Requirement – Scale the data below by copying every line in full, requests included, with each coordinate in the answers multiplied by 0.2 and rounded to a whole number, halves rounding up.

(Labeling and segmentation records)
+--
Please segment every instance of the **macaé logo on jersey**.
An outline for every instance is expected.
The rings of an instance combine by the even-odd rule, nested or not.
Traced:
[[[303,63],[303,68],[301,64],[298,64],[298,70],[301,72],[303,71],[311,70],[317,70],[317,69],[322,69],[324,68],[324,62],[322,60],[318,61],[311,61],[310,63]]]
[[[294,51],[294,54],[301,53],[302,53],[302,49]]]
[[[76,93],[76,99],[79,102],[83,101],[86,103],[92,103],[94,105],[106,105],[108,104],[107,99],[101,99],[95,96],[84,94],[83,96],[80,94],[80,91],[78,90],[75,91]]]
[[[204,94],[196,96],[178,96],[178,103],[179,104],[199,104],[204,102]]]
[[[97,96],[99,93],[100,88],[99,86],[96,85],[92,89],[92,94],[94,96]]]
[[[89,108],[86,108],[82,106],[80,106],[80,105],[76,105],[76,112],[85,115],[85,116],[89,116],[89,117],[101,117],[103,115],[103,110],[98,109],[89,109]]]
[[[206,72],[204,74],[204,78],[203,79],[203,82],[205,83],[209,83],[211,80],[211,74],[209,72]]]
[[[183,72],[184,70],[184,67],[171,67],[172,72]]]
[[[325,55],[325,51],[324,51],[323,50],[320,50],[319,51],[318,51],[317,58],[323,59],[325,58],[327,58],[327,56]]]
+--
Answer for the task –
Please segment every instance of the **macaé logo on jersey**.
An outline for every instance is expected.
The rings of an instance combine by the even-odd rule, nested or not.
Traced:
[[[61,13],[61,14],[60,13],[60,13],[60,14],[60,14],[61,14],[62,14],[63,14],[63,14],[64,14],[65,14],[65,12],[64,12],[64,12],[62,12],[62,13]]]
[[[59,10],[59,11],[60,11],[60,11],[60,10]]]
[[[15,19],[15,20],[16,20],[17,20],[17,21],[18,21],[19,21],[21,21],[22,21],[21,20],[20,20],[19,19],[17,19],[17,19],[16,19],[16,18],[16,18],[15,18]]]
[[[41,19],[39,19],[36,19],[36,21],[36,21],[40,21],[41,20]]]
[[[19,19],[20,19],[20,18],[20,17],[19,17],[18,18],[18,19],[19,19]]]
[[[18,22],[17,22],[16,21],[16,21],[16,21],[15,21],[15,22],[17,23],[17,23],[18,23],[18,23],[20,23],[21,23],[21,22],[20,22],[18,22]]]
[[[41,14],[41,15],[41,16],[41,16],[41,16],[41,17],[42,17],[42,16],[42,15],[42,14]]]
[[[37,14],[37,14],[37,13],[34,13],[34,14]]]
[[[65,11],[65,10],[65,10],[65,10],[64,10],[64,10],[64,10],[63,12],[65,12],[65,12],[65,12],[65,11]]]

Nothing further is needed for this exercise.